## Texto para leitura
───

A prefeitura anuncia que, na próxima etapa do projeto, a fanfarra deve começar a receber crianças da rede municipal escolar. O prefeito Reinaldo Grola não esconde o entusiasmo. “Já dá para perceber que as crianças mudaram o comportamento ao participar do projeto. Elas sabem que nem todos que queriam, estão podendo participar nesse momento. Estamos todos muito felizes com o andamento do projeto, em todos os aspectos”, diz.
Fanfarra de Faxinal tem 22 anos e já foi campeã estadual duas vezes
Outro destaque regional são a Banda e Fanfarra Municipal Carlos Gomes, de Faxinal. A Banda foi fundada em 1999 e desde então tem com maestro João Correa de Souza. Ele respira essa banda, projeto a que se dedica “de corpo e alma” há 22 anos, como um comissionado que desde então se mantém no cargo de confiança em várias administrações municipais.
Bi campeã estadual, a Banda já se desdobrou também em fanfarra, desde 2017. Entre Banda e Fanfarra, o grupo conta com aproximadamente 120 pessoas, de todas as idades, mas a maioria, adolescentes e jovens adultos. João explica que a Banda e Fanfarra municipal se apresenta frequentemente nos desfiles cívicos, em paradas, retretas e em eventos públicos, ao longo do ano.
O maestro explica que, de fato, as fanfarras vão sempre além das questões de musicalidade e ordem unida.
“A gente trabalha muita coisa, que vai da disciplina aos ritmos, mas também se trabalha respeito, espírito coletivo, cidadania. Enfim, o que de fato acontece aqui é o desenvolvimento humano, o culto ao civismo e às pessoas”,
- João Correa de Souza, maestro
VEJA ONDE A FANFARRA DE FAXINAL VAI SE APRESENTAR
- Dia 07 – 6 horas – Alvorada nas ruas da cidade
- Dia 07 – 8 horas – Desfile Cívico em Cruzmaltina
- Dia 07 – 15h30 – Desfile Cívico em Faxinal
Sinfonia da Serra é o nome da fanfarra de Mauá da Serra
A Fanfarra Municipal Sinfonia da Serra, vem se consolidando como uma das mais tradicionais do Vale do Ivaí, já com mais de 10 anos de histórias. O instrutor da fanfarra, o radialista Danilo de Souza Rosa diz que o verdadeiro show desse tipo de trabalho é o voluntariado de todos os envolvidos. “É um trabalho motivado na paixão, no amor pela música, pelo cuidado com os detalhes, com as pessoas”, afirma.

───

Dados de expressões referenciais:
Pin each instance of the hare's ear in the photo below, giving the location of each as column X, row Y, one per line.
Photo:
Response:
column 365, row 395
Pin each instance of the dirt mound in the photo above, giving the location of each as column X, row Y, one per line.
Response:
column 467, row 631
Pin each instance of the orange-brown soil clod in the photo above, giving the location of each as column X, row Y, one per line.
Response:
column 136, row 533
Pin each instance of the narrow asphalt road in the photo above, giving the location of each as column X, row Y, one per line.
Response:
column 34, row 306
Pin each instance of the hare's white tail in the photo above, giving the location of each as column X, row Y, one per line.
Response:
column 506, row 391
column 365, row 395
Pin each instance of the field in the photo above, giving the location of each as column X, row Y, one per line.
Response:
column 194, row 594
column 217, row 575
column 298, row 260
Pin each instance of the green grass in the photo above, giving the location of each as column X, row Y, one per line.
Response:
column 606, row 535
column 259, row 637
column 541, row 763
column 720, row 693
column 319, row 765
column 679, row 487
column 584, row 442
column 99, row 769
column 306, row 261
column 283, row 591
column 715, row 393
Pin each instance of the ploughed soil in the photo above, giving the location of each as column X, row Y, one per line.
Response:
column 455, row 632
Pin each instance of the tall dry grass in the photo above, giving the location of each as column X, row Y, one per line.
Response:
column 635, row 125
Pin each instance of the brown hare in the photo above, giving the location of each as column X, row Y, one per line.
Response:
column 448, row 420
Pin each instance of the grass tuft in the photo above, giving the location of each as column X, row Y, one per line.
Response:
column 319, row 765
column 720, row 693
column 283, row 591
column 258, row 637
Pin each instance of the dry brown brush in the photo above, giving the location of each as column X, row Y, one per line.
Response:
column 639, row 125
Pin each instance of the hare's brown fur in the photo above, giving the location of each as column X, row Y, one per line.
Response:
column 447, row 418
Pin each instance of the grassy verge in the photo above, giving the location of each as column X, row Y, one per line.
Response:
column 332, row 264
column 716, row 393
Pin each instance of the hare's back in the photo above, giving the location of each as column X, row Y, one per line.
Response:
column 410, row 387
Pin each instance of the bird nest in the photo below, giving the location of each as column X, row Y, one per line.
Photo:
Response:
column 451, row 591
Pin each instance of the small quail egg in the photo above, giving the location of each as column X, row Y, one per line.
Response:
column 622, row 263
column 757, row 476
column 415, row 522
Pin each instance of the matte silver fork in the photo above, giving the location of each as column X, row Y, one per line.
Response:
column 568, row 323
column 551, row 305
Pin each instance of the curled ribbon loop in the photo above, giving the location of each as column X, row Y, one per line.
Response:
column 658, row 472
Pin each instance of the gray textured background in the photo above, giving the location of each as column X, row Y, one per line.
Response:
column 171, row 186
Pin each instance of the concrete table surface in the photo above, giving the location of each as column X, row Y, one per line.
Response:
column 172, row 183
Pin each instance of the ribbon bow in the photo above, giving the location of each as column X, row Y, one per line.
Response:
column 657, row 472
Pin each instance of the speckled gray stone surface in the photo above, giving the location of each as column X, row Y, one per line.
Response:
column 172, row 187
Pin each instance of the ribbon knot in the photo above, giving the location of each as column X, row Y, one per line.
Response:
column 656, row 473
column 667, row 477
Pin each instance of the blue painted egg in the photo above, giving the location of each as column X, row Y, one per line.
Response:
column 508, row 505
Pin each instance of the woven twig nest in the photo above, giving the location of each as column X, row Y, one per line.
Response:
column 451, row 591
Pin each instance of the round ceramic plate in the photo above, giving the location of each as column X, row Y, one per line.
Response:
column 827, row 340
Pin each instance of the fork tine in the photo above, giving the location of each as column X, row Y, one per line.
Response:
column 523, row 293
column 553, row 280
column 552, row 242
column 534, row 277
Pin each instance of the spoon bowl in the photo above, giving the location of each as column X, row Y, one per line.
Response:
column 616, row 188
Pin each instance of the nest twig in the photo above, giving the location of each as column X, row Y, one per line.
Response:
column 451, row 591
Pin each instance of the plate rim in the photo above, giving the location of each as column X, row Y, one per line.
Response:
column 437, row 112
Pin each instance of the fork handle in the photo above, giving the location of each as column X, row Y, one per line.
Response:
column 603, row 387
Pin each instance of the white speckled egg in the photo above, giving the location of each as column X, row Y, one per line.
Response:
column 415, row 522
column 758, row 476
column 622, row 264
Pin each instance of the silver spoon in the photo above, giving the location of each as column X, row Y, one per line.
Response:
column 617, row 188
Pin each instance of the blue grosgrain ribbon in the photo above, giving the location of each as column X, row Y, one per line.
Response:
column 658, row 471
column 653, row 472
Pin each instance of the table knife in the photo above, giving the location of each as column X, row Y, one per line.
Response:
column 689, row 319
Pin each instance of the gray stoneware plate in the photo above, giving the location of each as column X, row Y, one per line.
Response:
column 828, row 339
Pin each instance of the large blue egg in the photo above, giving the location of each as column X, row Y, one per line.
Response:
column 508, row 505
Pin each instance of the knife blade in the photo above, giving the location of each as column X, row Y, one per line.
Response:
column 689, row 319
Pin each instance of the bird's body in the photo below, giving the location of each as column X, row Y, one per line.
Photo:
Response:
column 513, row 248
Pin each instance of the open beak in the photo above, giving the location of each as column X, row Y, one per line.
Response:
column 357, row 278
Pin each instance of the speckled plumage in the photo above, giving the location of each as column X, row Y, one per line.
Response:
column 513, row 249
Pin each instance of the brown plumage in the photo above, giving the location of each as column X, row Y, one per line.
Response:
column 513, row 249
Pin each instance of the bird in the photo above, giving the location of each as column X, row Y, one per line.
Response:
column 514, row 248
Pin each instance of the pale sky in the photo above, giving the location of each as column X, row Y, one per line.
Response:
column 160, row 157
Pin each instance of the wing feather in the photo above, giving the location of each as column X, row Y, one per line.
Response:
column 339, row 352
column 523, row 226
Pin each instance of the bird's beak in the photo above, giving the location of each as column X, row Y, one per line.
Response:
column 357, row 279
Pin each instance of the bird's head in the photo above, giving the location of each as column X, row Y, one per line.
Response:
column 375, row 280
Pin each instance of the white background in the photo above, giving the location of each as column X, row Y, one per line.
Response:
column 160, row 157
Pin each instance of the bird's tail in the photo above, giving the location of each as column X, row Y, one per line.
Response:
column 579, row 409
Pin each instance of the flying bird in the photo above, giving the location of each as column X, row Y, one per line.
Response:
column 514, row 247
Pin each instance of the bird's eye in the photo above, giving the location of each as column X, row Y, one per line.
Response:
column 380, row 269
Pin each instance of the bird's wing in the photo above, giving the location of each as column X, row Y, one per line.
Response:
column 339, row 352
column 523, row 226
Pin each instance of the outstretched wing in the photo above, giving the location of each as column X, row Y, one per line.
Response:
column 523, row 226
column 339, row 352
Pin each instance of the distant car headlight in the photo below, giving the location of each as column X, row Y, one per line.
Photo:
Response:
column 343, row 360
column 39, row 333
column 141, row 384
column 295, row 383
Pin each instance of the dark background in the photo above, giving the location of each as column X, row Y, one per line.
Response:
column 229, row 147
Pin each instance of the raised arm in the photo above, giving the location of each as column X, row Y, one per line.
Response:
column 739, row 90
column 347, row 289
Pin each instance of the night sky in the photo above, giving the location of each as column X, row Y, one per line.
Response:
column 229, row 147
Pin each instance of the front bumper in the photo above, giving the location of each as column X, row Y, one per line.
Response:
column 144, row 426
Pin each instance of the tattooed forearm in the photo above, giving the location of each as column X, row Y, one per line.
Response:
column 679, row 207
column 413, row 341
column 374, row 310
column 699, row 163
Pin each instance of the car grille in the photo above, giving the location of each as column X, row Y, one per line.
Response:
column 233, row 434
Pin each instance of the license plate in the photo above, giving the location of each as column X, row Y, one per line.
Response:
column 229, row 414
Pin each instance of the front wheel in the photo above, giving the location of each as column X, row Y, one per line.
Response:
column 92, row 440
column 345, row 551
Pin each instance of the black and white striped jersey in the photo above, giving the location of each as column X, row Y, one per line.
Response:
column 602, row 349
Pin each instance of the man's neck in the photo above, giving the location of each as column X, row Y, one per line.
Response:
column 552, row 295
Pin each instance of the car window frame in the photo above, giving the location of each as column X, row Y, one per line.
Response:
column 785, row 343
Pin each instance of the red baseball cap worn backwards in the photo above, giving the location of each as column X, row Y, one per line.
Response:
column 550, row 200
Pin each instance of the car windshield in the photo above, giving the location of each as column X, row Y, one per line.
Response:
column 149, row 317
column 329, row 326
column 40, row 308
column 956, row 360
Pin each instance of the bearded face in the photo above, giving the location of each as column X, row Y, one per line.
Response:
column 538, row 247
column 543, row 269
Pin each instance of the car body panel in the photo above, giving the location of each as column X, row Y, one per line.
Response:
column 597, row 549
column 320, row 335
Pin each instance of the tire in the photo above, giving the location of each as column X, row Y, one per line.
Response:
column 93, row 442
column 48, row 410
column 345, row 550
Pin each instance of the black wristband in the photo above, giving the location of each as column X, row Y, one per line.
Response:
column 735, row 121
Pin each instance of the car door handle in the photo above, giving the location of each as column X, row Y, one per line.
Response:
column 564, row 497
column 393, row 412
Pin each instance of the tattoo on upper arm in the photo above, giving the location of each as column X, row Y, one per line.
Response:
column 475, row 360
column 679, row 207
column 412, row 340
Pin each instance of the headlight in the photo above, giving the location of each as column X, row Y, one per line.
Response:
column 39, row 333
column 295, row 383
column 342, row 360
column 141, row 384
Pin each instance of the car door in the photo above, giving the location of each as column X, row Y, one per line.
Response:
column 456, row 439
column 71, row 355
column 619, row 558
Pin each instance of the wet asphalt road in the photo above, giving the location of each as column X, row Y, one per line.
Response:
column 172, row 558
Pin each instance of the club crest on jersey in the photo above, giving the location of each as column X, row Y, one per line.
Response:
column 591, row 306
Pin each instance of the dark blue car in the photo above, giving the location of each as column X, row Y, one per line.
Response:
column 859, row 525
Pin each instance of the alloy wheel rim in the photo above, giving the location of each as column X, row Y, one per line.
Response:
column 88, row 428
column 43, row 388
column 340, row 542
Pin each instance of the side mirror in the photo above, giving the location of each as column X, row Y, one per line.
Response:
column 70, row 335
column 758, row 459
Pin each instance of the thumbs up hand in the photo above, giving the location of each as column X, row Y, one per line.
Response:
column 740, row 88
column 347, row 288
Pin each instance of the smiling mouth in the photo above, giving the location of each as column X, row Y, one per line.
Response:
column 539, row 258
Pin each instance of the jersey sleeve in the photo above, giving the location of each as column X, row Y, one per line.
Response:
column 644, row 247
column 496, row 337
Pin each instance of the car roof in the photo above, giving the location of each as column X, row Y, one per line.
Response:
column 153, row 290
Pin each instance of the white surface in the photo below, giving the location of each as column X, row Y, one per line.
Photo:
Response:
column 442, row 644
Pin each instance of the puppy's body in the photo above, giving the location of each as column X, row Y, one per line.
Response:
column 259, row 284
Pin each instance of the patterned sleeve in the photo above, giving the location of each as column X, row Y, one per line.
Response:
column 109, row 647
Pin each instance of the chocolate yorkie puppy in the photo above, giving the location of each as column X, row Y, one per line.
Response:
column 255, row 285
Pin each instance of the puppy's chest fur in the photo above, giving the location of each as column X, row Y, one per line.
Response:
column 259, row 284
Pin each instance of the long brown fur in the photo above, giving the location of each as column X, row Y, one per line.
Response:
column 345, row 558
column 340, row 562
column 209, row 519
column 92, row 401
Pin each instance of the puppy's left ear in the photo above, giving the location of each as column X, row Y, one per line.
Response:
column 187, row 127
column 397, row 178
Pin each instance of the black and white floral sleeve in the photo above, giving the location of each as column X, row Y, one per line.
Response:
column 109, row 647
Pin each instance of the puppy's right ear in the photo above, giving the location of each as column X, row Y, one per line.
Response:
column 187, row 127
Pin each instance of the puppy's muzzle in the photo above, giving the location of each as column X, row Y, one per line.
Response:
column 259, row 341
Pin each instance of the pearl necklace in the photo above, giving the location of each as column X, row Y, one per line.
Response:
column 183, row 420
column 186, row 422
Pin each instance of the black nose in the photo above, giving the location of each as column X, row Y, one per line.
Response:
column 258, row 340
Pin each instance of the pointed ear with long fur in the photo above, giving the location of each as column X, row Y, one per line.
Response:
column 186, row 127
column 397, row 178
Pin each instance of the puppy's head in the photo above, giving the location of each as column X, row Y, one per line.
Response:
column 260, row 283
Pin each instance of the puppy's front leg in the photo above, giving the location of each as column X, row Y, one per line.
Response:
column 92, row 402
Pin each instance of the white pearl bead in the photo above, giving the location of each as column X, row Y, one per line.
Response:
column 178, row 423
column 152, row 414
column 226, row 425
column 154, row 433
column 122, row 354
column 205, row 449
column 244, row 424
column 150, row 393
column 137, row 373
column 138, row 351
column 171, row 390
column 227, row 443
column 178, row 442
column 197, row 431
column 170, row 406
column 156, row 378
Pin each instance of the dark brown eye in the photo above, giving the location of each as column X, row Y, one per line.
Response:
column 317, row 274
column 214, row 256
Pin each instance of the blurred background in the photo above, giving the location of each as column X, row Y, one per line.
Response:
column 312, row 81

───

## O que fazer
1. Segundo o texto sobre as fanfarras, em que ano foi fundada a Banda de Faxinal?
2. Diga se cada afirmação concorda com o texto sobre as fanfarras, respondendo sim ou não e citando as palavras do texto que decidem: (a) A Banda de Faxinal passou a ter também uma fanfarra a partir de 2017. (b) Banda e Fanfarra de Faxinal juntas reúnem cerca de 200 pessoas. (c) A fanfarra de Mauá da Serra já tem mais de 10 anos.
3. Escreva a continuação do texto sobre as fanfarras a partir da última frase.
A listagem vem de outra fonte.

## Respostas
1. Em 1999.

2.
(a) Sim: “a Banda já se desdobrou também em fanfarra, desde 2017”.
(b) Não: “o grupo conta com aproximadamente 120 pessoas”.
(c) Sim: “já com mais de 10 anos de histórias”.

3.
A fanfarra de Mauá da Serra conta atualmente com 32 componentes, cujas idades estão entre 12 e 30 anos. Em grande parte, novatos nesse universo. Em dois anos de inatividade, por conta da pandemia, a fanfarra perdeu vários componentes e as tradicionais mudanças de quadros foi um pouco mais acentuada.
“Já tive alunos com 10 anos de fanfarra”, conta Danilo, que lembra de muitos dos alunos que passaram pela Sinfonia da Serra. “Muita gente tocou aqui por 4, 5 e 6 anos. Agora temos bastante componentes novos”, detalha, lembrando dos ciclos de renovação naturais. Ele destaca que muitos alunos, mais veteranos, acabam, ao longo do tempo, mudando de funções na fanfarra e, com isso, aprendendo a tocar vários instrumentos.
“É um trabalho apaixonante. Junta gente apaixonada e por isso mesmo, tantos voluntários”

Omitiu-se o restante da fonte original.